=== Challenge ===
Nothing but the lines from the one containing "of the massive" through the last line should be written out, please, exactly as they stand.

=== Exercise material ===
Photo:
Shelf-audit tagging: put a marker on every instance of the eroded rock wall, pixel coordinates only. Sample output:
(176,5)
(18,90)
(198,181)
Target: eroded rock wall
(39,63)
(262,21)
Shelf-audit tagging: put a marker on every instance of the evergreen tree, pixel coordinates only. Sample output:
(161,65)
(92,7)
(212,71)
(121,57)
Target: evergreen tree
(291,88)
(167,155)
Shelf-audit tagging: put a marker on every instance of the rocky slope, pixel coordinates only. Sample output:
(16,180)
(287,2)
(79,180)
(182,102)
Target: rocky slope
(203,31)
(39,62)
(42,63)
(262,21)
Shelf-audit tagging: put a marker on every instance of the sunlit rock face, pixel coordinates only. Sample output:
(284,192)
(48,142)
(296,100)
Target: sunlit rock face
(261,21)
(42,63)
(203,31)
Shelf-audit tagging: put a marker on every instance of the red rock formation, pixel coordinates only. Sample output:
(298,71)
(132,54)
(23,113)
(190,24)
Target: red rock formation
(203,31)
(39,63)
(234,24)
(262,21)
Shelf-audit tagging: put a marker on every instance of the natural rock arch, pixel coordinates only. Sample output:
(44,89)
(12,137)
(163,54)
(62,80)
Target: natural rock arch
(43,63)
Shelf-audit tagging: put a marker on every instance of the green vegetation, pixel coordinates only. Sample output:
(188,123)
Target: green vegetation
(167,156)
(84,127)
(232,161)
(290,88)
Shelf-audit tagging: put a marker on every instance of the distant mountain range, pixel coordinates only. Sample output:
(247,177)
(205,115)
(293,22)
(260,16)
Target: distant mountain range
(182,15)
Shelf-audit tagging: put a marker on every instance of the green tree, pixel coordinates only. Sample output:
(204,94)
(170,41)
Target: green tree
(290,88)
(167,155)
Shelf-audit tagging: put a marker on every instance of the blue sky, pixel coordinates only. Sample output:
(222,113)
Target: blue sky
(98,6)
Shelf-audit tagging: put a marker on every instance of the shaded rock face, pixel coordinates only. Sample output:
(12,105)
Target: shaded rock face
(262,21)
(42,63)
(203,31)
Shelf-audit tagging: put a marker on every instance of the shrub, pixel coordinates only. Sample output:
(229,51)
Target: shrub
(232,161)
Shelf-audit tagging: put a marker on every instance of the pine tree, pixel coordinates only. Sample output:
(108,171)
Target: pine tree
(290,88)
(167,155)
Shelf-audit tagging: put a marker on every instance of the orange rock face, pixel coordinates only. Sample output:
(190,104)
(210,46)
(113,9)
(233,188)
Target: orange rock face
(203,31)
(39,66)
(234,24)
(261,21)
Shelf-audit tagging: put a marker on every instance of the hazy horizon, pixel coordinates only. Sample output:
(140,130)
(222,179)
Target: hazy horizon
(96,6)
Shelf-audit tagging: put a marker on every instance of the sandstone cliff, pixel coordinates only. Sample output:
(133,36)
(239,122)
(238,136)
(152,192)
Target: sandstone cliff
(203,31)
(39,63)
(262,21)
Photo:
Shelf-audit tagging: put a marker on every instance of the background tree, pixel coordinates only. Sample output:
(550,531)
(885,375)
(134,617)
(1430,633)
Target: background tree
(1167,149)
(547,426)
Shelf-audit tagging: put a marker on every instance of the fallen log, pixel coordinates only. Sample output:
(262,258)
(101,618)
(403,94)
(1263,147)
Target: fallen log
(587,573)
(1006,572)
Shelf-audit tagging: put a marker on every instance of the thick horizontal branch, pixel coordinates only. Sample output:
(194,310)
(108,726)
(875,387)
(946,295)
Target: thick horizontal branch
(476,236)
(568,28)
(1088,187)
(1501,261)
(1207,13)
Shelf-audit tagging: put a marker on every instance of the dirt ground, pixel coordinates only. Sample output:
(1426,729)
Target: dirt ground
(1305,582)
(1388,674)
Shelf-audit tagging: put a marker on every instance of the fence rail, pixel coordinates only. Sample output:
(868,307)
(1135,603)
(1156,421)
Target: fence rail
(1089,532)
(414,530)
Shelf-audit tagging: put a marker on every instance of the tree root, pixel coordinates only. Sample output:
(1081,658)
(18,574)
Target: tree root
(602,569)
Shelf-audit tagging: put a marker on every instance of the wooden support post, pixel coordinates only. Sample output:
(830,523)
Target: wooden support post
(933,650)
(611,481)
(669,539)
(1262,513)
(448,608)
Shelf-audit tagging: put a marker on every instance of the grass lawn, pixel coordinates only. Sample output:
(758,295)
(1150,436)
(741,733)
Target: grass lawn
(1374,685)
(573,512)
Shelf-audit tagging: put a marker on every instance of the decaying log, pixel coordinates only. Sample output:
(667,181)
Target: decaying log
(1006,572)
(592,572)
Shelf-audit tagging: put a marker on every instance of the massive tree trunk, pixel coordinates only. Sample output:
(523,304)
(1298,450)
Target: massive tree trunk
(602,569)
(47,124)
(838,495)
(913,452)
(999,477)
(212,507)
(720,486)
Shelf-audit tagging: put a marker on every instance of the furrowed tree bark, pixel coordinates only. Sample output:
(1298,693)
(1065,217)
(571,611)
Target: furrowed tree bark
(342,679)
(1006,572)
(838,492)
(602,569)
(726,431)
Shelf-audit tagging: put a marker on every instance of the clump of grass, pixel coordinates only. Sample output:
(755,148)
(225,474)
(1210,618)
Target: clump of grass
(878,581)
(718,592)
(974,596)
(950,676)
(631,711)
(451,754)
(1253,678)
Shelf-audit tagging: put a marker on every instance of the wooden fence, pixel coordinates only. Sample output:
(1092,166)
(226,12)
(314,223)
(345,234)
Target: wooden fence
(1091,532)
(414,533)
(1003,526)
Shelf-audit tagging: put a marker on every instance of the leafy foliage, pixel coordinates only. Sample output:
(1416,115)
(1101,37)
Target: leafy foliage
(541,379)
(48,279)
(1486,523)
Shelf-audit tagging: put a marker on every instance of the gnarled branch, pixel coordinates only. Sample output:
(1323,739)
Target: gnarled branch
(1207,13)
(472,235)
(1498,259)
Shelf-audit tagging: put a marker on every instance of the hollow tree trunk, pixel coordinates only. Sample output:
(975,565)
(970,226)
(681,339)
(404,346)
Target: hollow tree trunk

=== Answer to the task ===
Shelf-audit tagging: put a marker on every instance of the massive tree trunk, pixel coordinates only. Sample output:
(523,304)
(1298,450)
Target: massive tree trunk
(602,569)
(47,124)
(838,495)
(913,452)
(999,477)
(212,507)
(720,486)
Shelf-audit tagging: put a marker on every instance of the furrowed tree bark, pixel coordinates only. Sample output:
(1298,693)
(1065,217)
(571,611)
Target: furrowed tree bark
(342,679)
(1006,572)
(838,492)
(602,569)
(726,431)
Shelf-audit tagging: put a marker on every instance of the clump of grass, pixel coordinates only. Sample output:
(755,148)
(225,474)
(1210,618)
Target: clump of grass
(878,581)
(718,592)
(974,596)
(950,676)
(631,711)
(451,754)
(1253,678)
Shelf-audit tagging: put a marker on every instance of the wooden fence, pixel coordinates only. Sample output:
(1092,166)
(226,12)
(314,223)
(345,234)
Target: wooden fence
(1091,532)
(414,533)
(1003,526)
Shelf-audit tagging: put a marker on every instance of the leafy foliage, pixel coordinates only. Sample output:
(1416,115)
(1101,37)
Target: leafy foliage
(541,379)
(48,279)
(1486,523)
Shelf-audit tagging: put a marker on every instance of the gnarled branch, pixel coordinates only. Sample output:
(1323,739)
Target: gnarled branch
(1207,13)
(472,235)
(1498,259)
Shelf-audit tagging: put a marker on every instance of the hollow tree trunk, pixel coordinates only. Sample output:
(975,565)
(970,226)
(681,339)
(404,346)
Target: hollow tree trunk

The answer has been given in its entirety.